Resume the forum thread about the Saffron Walden meetup, starting right after its final line.

Extract ::
════
Do you know better by now who will be coming?
Should we make a list here, also of those who will be driving themselves to Saffron Walden?
Are you going to spend the night in the area yourself? 
Or will you commute?
Will anyone else have to spend the night? Would anyone else WANT to spend the night?


----------



## Royster

I will be driving to essex from south london, if anyone wants a ride pls get in touch, id be happy to give a lift. I can only take 2 persons though as my car is a small coupe. Pls get in touch with me if anyone is interested.

All the best.


----------



## Rob

I'll be there, driving from South-East London, so lmk if you need a lift also.

Rob


----------



## Hertz van Rental

So the list so far is:

LaPhoto + sister
Mentos + friend
Hertz van Rental
Vixenta
Tempra
Robhesketh
Royster
Andycarnall
Scurra
Mfacer
Rav
PlasticSpanner

People may have forgotten or arranged other things or just drifted off site.
Could everyone on the list who hasn't confirmed please do so.
If any one else would like to join us, please post to say you are coming. Everyone who can make it is more than welcome. Partners too.

I'm not sure how your B&B would take to a dozen or so people turning up in their garden, LaFoto. People get funny about things like that.
A pub might be better. One that is central and easy to get to. And with a nice garden.
If anyone knows of one in saffron Walden please tell us.
I may nip down for a reccy soon, anyway.
We also need to think about what time. Some people will be travelling to the meetup.
10.30am?

We also need to think about what we want to do.
Are we going to just sit and chat or go on a group snap?
I still think it would be nice to all have dinner together.
════
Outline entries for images
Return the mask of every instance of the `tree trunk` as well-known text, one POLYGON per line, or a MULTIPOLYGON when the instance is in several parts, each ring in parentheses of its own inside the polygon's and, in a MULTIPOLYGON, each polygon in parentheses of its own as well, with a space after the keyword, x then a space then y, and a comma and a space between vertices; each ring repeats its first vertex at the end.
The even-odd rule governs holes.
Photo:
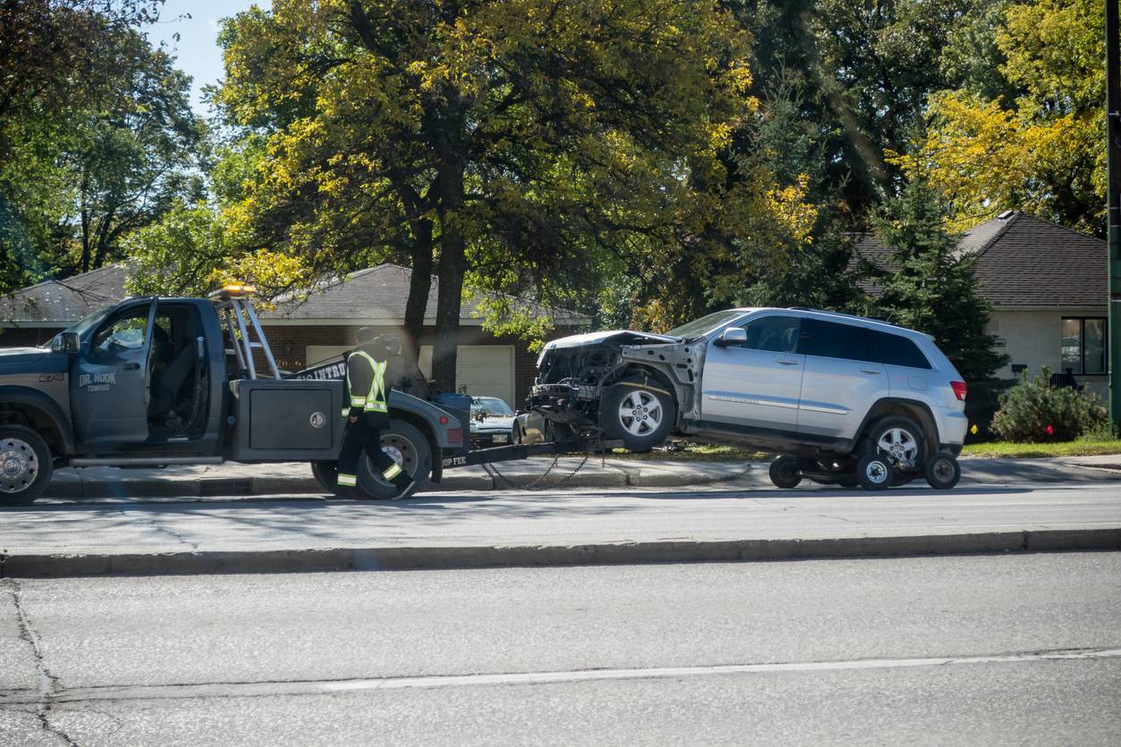
MULTIPOLYGON (((446 165, 439 175, 439 298, 436 301, 436 346, 432 374, 436 387, 455 391, 455 358, 460 344, 460 307, 463 304, 463 273, 467 269, 463 233, 456 225, 463 205, 463 166, 446 165), (451 214, 452 220, 447 216, 451 214)), ((414 274, 416 270, 414 269, 414 274)))
POLYGON ((414 361, 420 357, 420 333, 428 310, 428 293, 432 290, 432 221, 426 218, 413 225, 413 278, 409 280, 409 298, 405 302, 405 340, 401 352, 414 361))

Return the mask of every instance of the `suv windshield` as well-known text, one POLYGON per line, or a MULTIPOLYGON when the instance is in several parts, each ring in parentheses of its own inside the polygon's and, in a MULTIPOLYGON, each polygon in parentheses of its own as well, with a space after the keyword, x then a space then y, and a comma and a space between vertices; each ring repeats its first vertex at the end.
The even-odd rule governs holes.
POLYGON ((504 418, 513 414, 510 405, 498 398, 476 396, 471 403, 471 417, 473 418, 504 418))
POLYGON ((674 337, 680 337, 683 339, 689 339, 691 337, 700 337, 713 329, 720 329, 721 327, 731 324, 732 321, 742 317, 747 311, 742 309, 729 309, 728 311, 716 311, 714 314, 708 314, 701 317, 700 319, 694 319, 693 321, 683 324, 680 327, 675 327, 667 332, 667 335, 673 335, 674 337))

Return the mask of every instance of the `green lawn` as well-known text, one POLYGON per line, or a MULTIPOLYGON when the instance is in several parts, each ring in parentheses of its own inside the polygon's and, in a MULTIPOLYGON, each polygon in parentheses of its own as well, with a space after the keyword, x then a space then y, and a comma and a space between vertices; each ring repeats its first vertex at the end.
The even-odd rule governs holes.
POLYGON ((1077 440, 1062 443, 970 443, 963 457, 1026 458, 1026 457, 1092 457, 1099 454, 1121 454, 1121 440, 1077 440))

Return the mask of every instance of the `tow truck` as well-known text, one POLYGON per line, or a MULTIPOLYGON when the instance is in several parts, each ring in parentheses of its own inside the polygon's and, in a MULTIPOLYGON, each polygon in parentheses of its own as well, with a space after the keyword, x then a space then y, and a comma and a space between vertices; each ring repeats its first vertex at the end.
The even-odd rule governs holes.
MULTIPOLYGON (((0 349, 0 505, 34 502, 65 466, 307 461, 334 492, 343 361, 281 372, 254 292, 231 284, 206 298, 131 298, 43 347, 0 349)), ((362 459, 360 497, 407 497, 447 468, 610 446, 569 439, 471 449, 470 399, 461 395, 428 401, 393 390, 389 413, 382 450, 413 484, 398 494, 362 459)))

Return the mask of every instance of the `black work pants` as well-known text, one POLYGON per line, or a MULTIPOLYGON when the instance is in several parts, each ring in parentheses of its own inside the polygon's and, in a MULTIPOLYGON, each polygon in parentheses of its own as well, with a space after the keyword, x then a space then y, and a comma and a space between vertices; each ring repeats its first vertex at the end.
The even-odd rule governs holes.
MULTIPOLYGON (((343 446, 339 451, 339 485, 354 487, 358 476, 358 460, 362 451, 370 455, 370 461, 381 476, 391 483, 398 483, 398 477, 405 473, 393 459, 381 450, 381 428, 386 415, 377 412, 363 412, 356 422, 346 421, 343 431, 343 446)), ((406 476, 407 477, 407 476, 406 476)))

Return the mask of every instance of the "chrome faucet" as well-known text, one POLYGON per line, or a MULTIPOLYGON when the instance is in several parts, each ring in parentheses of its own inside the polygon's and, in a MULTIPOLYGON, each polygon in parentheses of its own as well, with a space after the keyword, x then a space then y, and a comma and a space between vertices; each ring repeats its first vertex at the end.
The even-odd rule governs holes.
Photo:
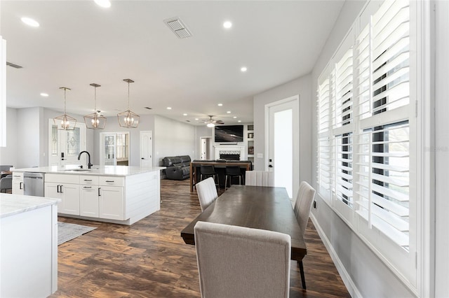
POLYGON ((81 158, 81 154, 83 153, 87 153, 87 156, 89 157, 88 164, 87 164, 87 167, 88 169, 91 169, 92 167, 92 164, 91 163, 91 155, 89 154, 88 152, 87 151, 81 151, 79 152, 79 154, 78 155, 78 160, 79 160, 81 158))

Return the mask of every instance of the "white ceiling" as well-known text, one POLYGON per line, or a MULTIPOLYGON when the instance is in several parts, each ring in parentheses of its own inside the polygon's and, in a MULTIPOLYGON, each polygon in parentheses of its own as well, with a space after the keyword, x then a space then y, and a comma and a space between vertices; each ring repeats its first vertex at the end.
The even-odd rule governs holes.
POLYGON ((123 79, 130 78, 130 109, 138 114, 251 122, 253 96, 311 71, 343 3, 113 0, 102 8, 91 0, 1 0, 6 60, 23 66, 7 67, 6 105, 62 111, 59 87, 68 87, 67 113, 89 114, 95 83, 102 86, 97 108, 114 116, 128 108, 123 79), (23 16, 40 27, 25 25, 23 16), (163 20, 173 17, 192 37, 169 29, 163 20))

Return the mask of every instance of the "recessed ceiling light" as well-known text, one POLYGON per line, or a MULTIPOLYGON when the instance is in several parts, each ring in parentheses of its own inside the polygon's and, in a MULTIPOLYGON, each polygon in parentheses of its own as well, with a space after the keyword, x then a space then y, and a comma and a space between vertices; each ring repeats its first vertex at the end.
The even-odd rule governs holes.
POLYGON ((232 27, 232 23, 229 21, 226 21, 223 23, 223 27, 226 29, 229 29, 232 27))
POLYGON ((93 0, 98 6, 107 8, 111 7, 111 1, 109 0, 93 0))
POLYGON ((23 17, 20 20, 22 20, 22 22, 27 24, 28 26, 39 27, 39 23, 30 17, 23 17))

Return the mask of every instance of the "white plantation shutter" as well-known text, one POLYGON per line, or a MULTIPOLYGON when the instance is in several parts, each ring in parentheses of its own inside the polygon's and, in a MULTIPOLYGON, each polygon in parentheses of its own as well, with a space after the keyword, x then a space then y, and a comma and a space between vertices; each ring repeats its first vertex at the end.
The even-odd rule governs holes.
POLYGON ((318 184, 319 193, 326 199, 330 199, 331 144, 330 129, 330 83, 329 78, 318 87, 318 184))
POLYGON ((417 99, 410 80, 417 69, 410 52, 419 52, 410 36, 419 26, 410 26, 410 3, 415 12, 415 2, 370 2, 319 79, 317 180, 336 214, 415 285, 417 99))
POLYGON ((385 1, 356 46, 357 213, 405 249, 409 247, 409 27, 408 1, 385 1), (368 47, 367 38, 373 40, 368 47), (371 57, 371 65, 366 57, 371 57))
POLYGON ((352 47, 335 64, 334 129, 352 122, 352 47))

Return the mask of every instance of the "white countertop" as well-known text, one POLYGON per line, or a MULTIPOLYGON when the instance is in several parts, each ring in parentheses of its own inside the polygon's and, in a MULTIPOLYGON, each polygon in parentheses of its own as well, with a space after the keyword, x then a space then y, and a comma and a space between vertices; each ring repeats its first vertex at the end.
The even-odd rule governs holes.
POLYGON ((54 166, 40 166, 37 168, 13 169, 14 172, 34 172, 46 173, 60 173, 69 175, 96 175, 96 176, 126 176, 142 173, 161 171, 165 169, 165 166, 93 166, 92 169, 79 169, 79 167, 60 168, 54 166))
POLYGON ((0 218, 58 204, 60 199, 0 193, 0 218))

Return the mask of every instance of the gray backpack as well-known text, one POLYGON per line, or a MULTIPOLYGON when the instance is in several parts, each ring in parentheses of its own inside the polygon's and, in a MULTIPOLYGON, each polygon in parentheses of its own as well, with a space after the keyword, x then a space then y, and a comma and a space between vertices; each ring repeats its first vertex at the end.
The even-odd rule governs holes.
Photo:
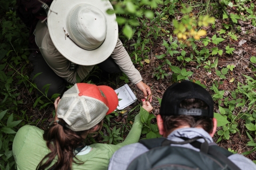
POLYGON ((193 139, 184 137, 183 142, 176 142, 161 138, 142 140, 140 143, 149 150, 137 157, 130 164, 127 170, 239 170, 228 157, 233 154, 207 142, 203 137, 193 139), (204 142, 196 140, 203 138, 204 142), (171 144, 190 143, 200 150, 196 151, 187 148, 171 146, 171 144))

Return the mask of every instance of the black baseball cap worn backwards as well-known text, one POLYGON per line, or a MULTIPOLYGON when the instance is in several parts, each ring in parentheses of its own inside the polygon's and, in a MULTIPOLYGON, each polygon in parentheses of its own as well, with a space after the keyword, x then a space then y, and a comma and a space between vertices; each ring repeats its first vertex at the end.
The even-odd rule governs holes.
════
Solved problem ::
What time do people have to leave? That will dictate what time we eat.
What about Sunday?

It is only a month away.


----------



## tempra

I'm planning on being there, but only for the Saturday as my nephews daughter is being christened on the Sunday. 

I'll be driving from Oxford, so anyone out west of the M25 who wants a lift, give me a shout.


----------



## LaFoto

Hertz van Rental said:
			
		

> I'm not sure how your B&B would take to a dozen or so people turning up in their garden. People get funny about things like that.


 
I mean to ask them about it in e-mail, I would not "force it upon them" just like that! If they say "yes" we could meet there and go from there ... and I was indeed thinking about some sort of photo tour for all of us once we got together and have sorted out who is who .

If they say "Oh NOOOOO!", we can still find out about a pub to meet first.



			
				Hertz van Rental said:
			
		

> ...10.30am?


 
To me that sounds like a reasonably good time.



			
				Hertz van Rental said:
			
		

> What about Sunday?


 
Yes, what about Sunday. That's why I was asking: is anyone else staying over or will you communte or will you only make it on Saturday?

Myself, I frequent another internet forum and have found out there is a member in Cambridge, or even two, both of who would not mind to meet me in person (also for the first time) in Cambridge on Sunday... Which so far is only an OPTION for me, nothing has been fixed, they are fairly open to a sudden phone call of mine...

And is there anyone who would want to chauffeur my sister and me from Stanstead to Saffron Waldon on FRIDAY NIGHT????????


----------



## vixenta

I've also been thinking about plans for the meet up, and come up with a few suggestions.  _Suggestions_ being the word 

Okay, as Hertz said, i agree it would be easier to meet in a local pub,  LaFoto, do check and see if your place would accept a group of people to meet up, as it would probably be a good place to go, if for one reason or another someone got lost, also maybe just to sit and chat in nice surroundings.
As you can see on this site, there won't be too much trouble in finding a pub 
(no pictures but i'm sure with a more extensive search there'd be some on the internet)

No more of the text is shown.